List, in full, every line of the records below that contains the word "mirror". Case counts.
======
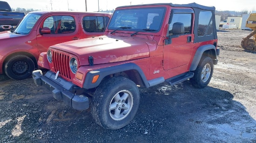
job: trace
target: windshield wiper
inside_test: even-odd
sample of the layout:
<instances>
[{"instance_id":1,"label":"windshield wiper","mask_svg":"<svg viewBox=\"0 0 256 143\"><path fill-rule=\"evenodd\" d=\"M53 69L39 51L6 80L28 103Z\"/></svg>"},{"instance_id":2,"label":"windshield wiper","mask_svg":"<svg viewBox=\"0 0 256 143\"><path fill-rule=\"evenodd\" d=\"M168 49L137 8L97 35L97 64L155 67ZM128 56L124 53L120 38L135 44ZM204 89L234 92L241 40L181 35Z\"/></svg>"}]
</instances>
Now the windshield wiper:
<instances>
[{"instance_id":1,"label":"windshield wiper","mask_svg":"<svg viewBox=\"0 0 256 143\"><path fill-rule=\"evenodd\" d=\"M15 34L20 34L20 33L18 33L18 32L14 32L14 31L12 33Z\"/></svg>"},{"instance_id":2,"label":"windshield wiper","mask_svg":"<svg viewBox=\"0 0 256 143\"><path fill-rule=\"evenodd\" d=\"M136 31L136 32L134 32L132 34L131 34L131 36L133 36L133 35L137 34L138 32L140 32L142 31L157 31L157 30L155 30L155 29L141 29L139 31Z\"/></svg>"},{"instance_id":3,"label":"windshield wiper","mask_svg":"<svg viewBox=\"0 0 256 143\"><path fill-rule=\"evenodd\" d=\"M131 27L127 27L127 26L121 26L121 27L118 27L117 28L116 30L114 30L114 31L112 31L110 32L110 34L112 34L113 33L115 32L116 31L118 30L118 29L119 29L120 28L121 28L121 29L131 29L132 28Z\"/></svg>"}]
</instances>

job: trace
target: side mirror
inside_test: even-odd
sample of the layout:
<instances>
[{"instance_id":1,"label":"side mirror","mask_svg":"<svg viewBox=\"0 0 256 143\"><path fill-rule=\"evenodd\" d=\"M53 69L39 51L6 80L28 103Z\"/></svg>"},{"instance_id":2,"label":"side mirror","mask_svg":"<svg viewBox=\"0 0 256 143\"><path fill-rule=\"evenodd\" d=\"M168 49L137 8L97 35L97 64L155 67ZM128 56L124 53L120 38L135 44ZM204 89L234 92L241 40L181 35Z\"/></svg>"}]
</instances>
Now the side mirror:
<instances>
[{"instance_id":1,"label":"side mirror","mask_svg":"<svg viewBox=\"0 0 256 143\"><path fill-rule=\"evenodd\" d=\"M40 32L42 34L51 34L51 29L50 29L48 27L44 27L41 29Z\"/></svg>"},{"instance_id":2,"label":"side mirror","mask_svg":"<svg viewBox=\"0 0 256 143\"><path fill-rule=\"evenodd\" d=\"M173 24L172 27L173 34L179 35L184 34L184 24L182 22L175 22Z\"/></svg>"}]
</instances>

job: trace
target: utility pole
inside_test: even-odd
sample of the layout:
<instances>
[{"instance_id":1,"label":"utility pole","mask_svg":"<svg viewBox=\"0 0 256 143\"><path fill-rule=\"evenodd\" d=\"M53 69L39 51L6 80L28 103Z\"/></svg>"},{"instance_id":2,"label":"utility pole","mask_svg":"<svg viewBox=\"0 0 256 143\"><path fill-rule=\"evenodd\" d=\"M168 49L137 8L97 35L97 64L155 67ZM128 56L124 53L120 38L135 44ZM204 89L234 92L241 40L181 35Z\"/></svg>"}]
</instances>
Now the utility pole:
<instances>
[{"instance_id":1,"label":"utility pole","mask_svg":"<svg viewBox=\"0 0 256 143\"><path fill-rule=\"evenodd\" d=\"M68 0L67 0L67 10L69 11L69 7L68 7Z\"/></svg>"},{"instance_id":2,"label":"utility pole","mask_svg":"<svg viewBox=\"0 0 256 143\"><path fill-rule=\"evenodd\" d=\"M86 0L85 0L85 12L87 12L87 2L86 2Z\"/></svg>"},{"instance_id":3,"label":"utility pole","mask_svg":"<svg viewBox=\"0 0 256 143\"><path fill-rule=\"evenodd\" d=\"M100 4L99 3L99 0L98 0L98 12L100 11Z\"/></svg>"},{"instance_id":4,"label":"utility pole","mask_svg":"<svg viewBox=\"0 0 256 143\"><path fill-rule=\"evenodd\" d=\"M51 0L51 7L52 7L52 10L53 10L53 5L52 5L53 3L52 3L52 0Z\"/></svg>"}]
</instances>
======
__Reply to the task__.
target: side mirror
[{"instance_id":1,"label":"side mirror","mask_svg":"<svg viewBox=\"0 0 256 143\"><path fill-rule=\"evenodd\" d=\"M53 69L39 51L6 80L28 103Z\"/></svg>"},{"instance_id":2,"label":"side mirror","mask_svg":"<svg viewBox=\"0 0 256 143\"><path fill-rule=\"evenodd\" d=\"M168 49L137 8L97 35L97 64L155 67ZM128 56L124 53L120 38L135 44ZM204 89L234 92L241 40L181 35Z\"/></svg>"}]
Now the side mirror:
[{"instance_id":1,"label":"side mirror","mask_svg":"<svg viewBox=\"0 0 256 143\"><path fill-rule=\"evenodd\" d=\"M40 32L42 34L51 34L51 29L50 29L48 27L44 27L41 29Z\"/></svg>"},{"instance_id":2,"label":"side mirror","mask_svg":"<svg viewBox=\"0 0 256 143\"><path fill-rule=\"evenodd\" d=\"M173 24L172 27L173 34L179 35L184 34L184 24L182 22L175 22Z\"/></svg>"}]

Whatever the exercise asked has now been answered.